*CONSIGNE*: Pouvez-vous rédiger la suite de l'entretien sur le travail auprès de Marion Bartoli, à partir de sa dernière phrase ?

*TEXTE DE LA PAGE*:
--*--

Thomas, aprés l’agression du 4 mai dernier dont tu as été victime par le père de Bernard Tomic, comment as-tu pris contact avec les Bartoli ?
J’avais pour objectif d’aller à Roland Garros pour trouver du travail. Et puis, un jeudi matin, à l’aéroport, je passe devant un kiosque j’achète le journal L’Équipe. Quoi de plus banal. En le lisant, je tombe sur un article où Walter, le père de Marion, explique qu’il cherche une personne pour les aider dans la préparation de Marion. Quelques jours plus tard, j’étais à Roland Garros avec Walter et Marion Bartoli.
Comment se déroulent vos échanges ?
Nous dialoguons beaucoup. On parle souvent des sensations de Marion et de ce qu’elle veut travailler. On se sert de tout le travail effectué avec Walter et moi j’apporte des détails techniques. Je ne suis pas là pour tout chambouler. Je me base sur le travail de Walter. Si Marion en est là aujourd’hui c’est grâce à lui. Ce ne serait pas respectueux de ma part de tout faire à ma sauce. Même lorsque physiquement il n’est pas là à l’entraînement, on reste dans sa lignée et c’est normal.
« Elle progressait à vue d’oeil »
Après tes aventures tumultueuses avec les Tomic, comment te sens tu chez les Bartoli ?
J’ai été très surpris par la grande confiance qu’ils m’ont rapidement accordée. J’ai réellement mon mot à dire. On me demande clairement d’exprimer mes pensées. J’ai donc vite été rassuré sur mon rôle. Je suis arrivée dans un monde avec des personnes de bonne éducation. C’était beaucoup plus simple pour moi de m’adapter.
Quelle facette de Marion t’a le plus frappé ?
Elle travaille beaucoup. A Roland Garros elle était fatiguée car elle revenait d’une entorse. Sa fatigue était tout simplement la conséquence de beaucoup de travail pour retrouver son niveau. Elle a été éliminée assez tôt en seizièmes de finale mais nous savions qu’elle était sur la bonne voie et malgré la défaite nous étions confiants. Son niveau à l’entrainement a augmenté, même si on ne l’a pas toujours vu en match. Et puis la terre battue n’est pas sa surface de prédilection. Mais au quotidien, elle progressait à vue d’œil physiquement.
Et pendant Wimbledon, comment a évolué l’ambiance au sein de votre clan ?

--*--

[Lignes issues d'une source de données]
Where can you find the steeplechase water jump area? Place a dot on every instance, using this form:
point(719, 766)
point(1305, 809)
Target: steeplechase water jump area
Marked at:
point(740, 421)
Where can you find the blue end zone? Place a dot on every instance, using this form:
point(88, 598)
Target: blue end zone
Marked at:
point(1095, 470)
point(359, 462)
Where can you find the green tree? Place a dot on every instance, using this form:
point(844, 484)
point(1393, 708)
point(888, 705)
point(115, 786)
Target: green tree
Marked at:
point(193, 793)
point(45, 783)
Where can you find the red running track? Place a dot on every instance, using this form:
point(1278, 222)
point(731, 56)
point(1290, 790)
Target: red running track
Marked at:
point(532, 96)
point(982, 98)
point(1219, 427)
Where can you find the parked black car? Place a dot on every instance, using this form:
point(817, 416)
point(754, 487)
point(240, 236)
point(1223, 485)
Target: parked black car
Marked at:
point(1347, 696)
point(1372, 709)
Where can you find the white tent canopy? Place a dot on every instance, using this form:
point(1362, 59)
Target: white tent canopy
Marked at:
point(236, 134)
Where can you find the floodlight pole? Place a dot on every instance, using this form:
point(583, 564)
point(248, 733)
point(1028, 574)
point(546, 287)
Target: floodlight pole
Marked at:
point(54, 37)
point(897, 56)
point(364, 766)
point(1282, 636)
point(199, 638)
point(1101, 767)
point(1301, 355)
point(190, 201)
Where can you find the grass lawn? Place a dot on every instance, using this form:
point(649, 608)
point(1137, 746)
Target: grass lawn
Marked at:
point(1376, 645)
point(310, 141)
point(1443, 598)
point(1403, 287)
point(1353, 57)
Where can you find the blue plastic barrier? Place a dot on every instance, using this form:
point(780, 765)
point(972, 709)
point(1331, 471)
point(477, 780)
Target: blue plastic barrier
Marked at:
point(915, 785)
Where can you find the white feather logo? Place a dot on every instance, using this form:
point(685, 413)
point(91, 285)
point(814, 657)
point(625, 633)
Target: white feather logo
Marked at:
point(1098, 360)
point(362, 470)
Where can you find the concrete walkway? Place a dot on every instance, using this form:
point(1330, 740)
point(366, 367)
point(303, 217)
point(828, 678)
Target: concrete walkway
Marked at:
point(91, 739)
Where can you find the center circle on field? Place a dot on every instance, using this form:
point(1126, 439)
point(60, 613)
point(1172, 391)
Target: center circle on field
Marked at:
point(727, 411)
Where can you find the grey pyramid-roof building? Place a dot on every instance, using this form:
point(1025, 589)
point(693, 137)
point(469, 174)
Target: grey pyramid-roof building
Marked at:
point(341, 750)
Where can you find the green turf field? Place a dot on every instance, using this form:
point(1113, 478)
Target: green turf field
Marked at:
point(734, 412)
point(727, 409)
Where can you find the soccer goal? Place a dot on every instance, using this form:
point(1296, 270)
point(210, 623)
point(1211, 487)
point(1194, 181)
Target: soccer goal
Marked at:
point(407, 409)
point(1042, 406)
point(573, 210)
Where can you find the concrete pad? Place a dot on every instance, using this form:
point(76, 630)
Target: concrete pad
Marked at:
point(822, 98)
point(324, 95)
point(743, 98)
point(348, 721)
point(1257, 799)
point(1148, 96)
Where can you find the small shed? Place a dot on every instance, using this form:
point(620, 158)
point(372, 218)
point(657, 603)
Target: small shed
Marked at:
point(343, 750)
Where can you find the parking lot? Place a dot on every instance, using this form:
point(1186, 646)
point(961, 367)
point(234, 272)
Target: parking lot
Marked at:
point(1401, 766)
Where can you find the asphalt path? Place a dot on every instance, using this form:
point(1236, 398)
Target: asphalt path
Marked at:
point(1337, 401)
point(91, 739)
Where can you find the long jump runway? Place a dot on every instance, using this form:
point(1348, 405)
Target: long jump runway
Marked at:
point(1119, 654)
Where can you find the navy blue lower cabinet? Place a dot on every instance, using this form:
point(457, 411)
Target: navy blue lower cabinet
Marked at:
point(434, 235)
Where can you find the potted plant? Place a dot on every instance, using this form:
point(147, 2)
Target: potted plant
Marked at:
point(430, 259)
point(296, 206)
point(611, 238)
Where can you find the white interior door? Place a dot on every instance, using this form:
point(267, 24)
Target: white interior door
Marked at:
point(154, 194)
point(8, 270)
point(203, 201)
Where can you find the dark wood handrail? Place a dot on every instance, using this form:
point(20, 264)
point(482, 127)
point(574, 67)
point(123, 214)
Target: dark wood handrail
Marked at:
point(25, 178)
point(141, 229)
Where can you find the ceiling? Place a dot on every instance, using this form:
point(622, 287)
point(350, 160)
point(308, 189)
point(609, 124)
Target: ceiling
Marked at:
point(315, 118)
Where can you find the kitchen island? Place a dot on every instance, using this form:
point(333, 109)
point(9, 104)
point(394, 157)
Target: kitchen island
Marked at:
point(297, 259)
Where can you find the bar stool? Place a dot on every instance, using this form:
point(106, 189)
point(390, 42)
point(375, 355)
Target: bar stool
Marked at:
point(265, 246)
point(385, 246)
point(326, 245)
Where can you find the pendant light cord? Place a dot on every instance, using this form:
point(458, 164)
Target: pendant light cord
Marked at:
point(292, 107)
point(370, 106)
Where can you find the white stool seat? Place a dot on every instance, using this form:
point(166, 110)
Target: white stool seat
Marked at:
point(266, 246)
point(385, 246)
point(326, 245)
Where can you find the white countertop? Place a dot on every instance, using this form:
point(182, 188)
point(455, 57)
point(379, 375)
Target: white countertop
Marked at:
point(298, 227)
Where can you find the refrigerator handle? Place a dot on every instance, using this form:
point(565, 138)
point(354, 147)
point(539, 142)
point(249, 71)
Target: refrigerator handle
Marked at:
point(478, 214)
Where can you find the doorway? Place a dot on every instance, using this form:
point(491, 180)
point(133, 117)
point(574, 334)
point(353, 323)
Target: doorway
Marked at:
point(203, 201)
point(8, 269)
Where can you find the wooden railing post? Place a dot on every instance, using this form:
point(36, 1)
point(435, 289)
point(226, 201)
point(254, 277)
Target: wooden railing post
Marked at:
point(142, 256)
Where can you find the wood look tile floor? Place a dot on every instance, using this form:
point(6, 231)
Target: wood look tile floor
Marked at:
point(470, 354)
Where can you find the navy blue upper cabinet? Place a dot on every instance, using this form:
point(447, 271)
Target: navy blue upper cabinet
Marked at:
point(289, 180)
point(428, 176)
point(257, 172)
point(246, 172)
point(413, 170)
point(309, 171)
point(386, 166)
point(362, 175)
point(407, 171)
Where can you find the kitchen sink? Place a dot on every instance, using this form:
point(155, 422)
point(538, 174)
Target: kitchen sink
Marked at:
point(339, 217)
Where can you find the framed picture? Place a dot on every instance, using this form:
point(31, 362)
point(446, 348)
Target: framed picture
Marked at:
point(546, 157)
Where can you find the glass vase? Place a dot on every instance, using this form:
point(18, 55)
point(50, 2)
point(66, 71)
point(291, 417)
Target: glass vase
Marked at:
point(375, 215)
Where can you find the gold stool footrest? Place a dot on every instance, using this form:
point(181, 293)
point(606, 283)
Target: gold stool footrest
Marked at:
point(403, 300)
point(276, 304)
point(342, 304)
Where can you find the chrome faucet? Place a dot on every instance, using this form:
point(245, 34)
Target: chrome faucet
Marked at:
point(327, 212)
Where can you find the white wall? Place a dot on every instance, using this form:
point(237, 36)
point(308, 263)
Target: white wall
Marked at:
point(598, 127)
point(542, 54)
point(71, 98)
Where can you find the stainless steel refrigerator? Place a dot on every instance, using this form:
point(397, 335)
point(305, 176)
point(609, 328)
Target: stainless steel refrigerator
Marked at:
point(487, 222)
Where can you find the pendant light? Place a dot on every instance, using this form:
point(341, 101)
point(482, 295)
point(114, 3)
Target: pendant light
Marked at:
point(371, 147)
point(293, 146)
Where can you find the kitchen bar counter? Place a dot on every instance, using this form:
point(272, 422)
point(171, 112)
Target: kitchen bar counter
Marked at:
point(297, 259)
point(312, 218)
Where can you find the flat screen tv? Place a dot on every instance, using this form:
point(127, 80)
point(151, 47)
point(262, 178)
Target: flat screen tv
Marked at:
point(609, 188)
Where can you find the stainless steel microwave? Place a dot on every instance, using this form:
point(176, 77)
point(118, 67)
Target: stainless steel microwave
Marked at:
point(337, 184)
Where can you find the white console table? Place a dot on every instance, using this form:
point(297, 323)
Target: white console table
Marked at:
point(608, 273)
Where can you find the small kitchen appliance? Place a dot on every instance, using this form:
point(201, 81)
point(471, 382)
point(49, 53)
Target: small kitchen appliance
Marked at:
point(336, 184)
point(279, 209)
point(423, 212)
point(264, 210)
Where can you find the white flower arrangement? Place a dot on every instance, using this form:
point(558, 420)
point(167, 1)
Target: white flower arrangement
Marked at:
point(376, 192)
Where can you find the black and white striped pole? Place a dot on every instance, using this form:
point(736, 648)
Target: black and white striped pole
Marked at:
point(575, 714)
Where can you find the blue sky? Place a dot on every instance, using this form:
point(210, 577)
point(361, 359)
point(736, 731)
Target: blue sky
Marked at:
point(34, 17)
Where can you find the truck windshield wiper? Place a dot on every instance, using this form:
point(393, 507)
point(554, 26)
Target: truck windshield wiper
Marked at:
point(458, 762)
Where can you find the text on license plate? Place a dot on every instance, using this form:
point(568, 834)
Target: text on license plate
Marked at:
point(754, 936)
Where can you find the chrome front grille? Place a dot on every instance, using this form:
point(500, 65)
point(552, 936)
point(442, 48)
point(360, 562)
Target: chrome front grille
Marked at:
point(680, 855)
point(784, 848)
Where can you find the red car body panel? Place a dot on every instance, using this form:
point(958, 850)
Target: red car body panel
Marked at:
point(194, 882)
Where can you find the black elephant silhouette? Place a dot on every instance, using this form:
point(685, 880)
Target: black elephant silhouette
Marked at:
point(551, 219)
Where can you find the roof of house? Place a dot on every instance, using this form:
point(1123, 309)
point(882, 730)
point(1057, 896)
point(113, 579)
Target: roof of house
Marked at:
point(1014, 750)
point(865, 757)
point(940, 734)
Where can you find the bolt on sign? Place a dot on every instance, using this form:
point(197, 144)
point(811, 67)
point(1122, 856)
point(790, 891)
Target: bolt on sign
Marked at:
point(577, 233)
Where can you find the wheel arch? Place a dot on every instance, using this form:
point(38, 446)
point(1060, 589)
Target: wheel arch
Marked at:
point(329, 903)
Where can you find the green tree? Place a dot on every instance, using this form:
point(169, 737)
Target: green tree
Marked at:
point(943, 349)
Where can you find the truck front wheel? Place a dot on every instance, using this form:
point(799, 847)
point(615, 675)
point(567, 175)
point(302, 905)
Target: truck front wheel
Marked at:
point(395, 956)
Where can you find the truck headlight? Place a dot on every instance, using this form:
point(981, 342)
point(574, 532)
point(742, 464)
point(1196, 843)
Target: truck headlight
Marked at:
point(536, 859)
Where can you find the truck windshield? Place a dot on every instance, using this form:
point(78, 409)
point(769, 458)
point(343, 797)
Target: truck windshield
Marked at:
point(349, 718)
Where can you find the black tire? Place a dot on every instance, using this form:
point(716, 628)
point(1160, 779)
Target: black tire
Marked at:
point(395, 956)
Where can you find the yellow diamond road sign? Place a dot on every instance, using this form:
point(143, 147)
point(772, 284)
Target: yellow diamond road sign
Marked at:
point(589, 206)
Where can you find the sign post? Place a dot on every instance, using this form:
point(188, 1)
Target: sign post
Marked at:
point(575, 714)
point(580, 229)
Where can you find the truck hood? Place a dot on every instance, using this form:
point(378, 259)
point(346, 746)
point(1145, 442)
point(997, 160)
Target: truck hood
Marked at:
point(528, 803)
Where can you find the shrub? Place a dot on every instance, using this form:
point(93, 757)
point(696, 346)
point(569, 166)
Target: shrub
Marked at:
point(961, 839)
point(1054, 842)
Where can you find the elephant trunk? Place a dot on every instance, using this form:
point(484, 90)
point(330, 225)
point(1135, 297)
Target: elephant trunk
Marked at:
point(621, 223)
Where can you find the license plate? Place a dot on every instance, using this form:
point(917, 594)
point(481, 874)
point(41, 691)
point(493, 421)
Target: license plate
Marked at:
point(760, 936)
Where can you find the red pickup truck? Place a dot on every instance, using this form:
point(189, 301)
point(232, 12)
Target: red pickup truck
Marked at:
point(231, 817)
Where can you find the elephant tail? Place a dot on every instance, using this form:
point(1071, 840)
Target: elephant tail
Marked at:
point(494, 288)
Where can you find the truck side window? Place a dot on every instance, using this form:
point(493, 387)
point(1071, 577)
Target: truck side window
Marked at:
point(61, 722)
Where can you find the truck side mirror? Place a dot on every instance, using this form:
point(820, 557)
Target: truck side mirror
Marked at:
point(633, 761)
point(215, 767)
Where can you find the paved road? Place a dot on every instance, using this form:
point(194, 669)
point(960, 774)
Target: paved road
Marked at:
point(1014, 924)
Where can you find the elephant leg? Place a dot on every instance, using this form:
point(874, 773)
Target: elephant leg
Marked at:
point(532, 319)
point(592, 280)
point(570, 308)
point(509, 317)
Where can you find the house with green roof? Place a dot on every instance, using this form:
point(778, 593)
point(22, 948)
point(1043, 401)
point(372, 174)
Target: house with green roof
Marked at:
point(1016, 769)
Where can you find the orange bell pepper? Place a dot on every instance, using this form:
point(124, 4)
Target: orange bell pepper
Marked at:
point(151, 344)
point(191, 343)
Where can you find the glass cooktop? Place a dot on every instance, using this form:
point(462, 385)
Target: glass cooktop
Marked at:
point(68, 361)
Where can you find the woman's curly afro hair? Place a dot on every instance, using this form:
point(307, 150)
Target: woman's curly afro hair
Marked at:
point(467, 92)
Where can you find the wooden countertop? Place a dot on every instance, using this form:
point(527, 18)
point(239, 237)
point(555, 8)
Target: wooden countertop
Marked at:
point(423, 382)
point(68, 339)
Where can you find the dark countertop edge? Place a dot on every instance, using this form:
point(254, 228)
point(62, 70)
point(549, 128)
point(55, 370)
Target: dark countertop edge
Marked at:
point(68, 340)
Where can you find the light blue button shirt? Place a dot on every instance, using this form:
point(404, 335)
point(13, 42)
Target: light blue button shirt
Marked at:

--*--

*LA RÉPONSE*:
Malgré les tours qui passaient, nous n’avons jamais changé notre état d’esprit et notre façon de travailler du premier au dernier match. Il y a eu cette hécatombe, on voyait les têtes de séries sauter les unes après les autres, mais nous sommes restés concentrés sur notre boulot. Malgré tout, même si on en parlait pas, nous avions tous conscience de l’occasion qui allait se présenter. Son niveau de jeu est allé crescendo et Marion a gardé le même état d’esprit, le même rythme.
Sa finale jouée en 2007 ici même à Wimbledon a été un avantage ?
Oui forcément. Ça aide pour surmonter la pression. Sabine Lisicki l’a moins bien géré en finale*. Marion a beaucoup plus d’expériences. Ce facteur a été très important et combiné à son énorme niveau de jeu, la victoire était au bout.
A qui peut-on comparer Marion ?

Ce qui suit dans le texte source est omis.